# Task brief
Render every line of the listing below as a JSON list of strings, one string per line, leaving out blank lines and the pictures.

Listing
■ ■ ■

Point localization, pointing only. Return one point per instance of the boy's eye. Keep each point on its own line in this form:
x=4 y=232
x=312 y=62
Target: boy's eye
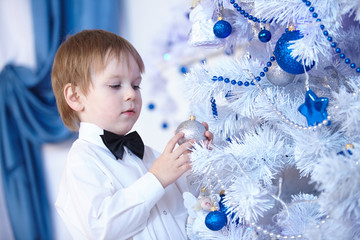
x=114 y=86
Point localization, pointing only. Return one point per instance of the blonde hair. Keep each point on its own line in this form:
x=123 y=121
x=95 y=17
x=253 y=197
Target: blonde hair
x=79 y=56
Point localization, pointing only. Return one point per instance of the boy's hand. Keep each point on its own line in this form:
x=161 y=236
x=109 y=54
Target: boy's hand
x=173 y=162
x=209 y=136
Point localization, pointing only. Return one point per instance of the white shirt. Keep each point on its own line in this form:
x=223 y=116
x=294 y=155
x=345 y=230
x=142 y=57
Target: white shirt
x=104 y=198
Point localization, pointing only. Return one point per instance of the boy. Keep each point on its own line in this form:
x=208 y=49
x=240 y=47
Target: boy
x=105 y=193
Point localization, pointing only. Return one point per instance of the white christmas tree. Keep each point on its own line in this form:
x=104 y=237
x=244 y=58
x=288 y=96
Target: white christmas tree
x=283 y=103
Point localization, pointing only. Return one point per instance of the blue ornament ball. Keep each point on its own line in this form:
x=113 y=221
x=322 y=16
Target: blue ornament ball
x=222 y=29
x=283 y=54
x=264 y=35
x=215 y=220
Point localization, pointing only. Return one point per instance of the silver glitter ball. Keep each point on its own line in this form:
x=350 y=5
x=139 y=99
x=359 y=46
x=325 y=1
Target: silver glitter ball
x=192 y=129
x=279 y=77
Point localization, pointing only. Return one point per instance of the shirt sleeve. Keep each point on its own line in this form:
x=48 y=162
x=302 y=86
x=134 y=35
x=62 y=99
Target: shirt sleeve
x=95 y=208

■ ■ ■

# Exercise result
[
  "Point localization, pointing only. Return one point per instance of the boy's eye. Keep each point on its own line in this form:",
  "x=4 y=232",
  "x=312 y=62",
  "Target: boy's eye",
  "x=114 y=86",
  "Point localization, pointing only. Return one point per instance of the blonde hair. Keep each point on its own line in this form:",
  "x=123 y=121",
  "x=95 y=17",
  "x=253 y=197",
  "Target: blonde hair",
  "x=79 y=56",
  "Point localization, pointing only. Return one point per instance of the boy's hand. Keep each point on its own line in this form:",
  "x=161 y=236",
  "x=109 y=54",
  "Target: boy's hand",
  "x=173 y=162",
  "x=209 y=136",
  "Point localization, pointing only. Return one point per instance of the white shirt. Keep each point on its own line in this form:",
  "x=223 y=116",
  "x=294 y=155",
  "x=345 y=230",
  "x=142 y=57",
  "Target: white shirt",
  "x=104 y=198",
  "Point localization, pointing only. Return one point per instance of the boy. Keep each point on its own line in this form:",
  "x=208 y=49",
  "x=240 y=47",
  "Target: boy",
  "x=105 y=193",
  "Point localization, pointing only. Return one point per instance of the white christmas tree. Keep each point on its own line in this form:",
  "x=104 y=237",
  "x=244 y=58",
  "x=288 y=96",
  "Target: white christmas tree",
  "x=283 y=103",
  "Point localization, pointing only. Return one point per instance of the blue ornament ball. Keep each point on its own line in this form:",
  "x=113 y=221",
  "x=322 y=16",
  "Target: blue ornament ball",
  "x=222 y=29",
  "x=283 y=54",
  "x=264 y=35",
  "x=215 y=220",
  "Point localization, pointing only. Return one point per instance of the silver glitter ball. Keep each point on its own line in this form:",
  "x=350 y=5",
  "x=139 y=99",
  "x=359 y=46",
  "x=325 y=1",
  "Target: silver glitter ball",
  "x=192 y=129",
  "x=279 y=77",
  "Point localization, pointing only. Return one point per instance of the shirt sleeve. Keep each point on its own line in this form:",
  "x=48 y=162",
  "x=302 y=86",
  "x=134 y=35",
  "x=62 y=99",
  "Target: shirt sleeve",
  "x=95 y=208"
]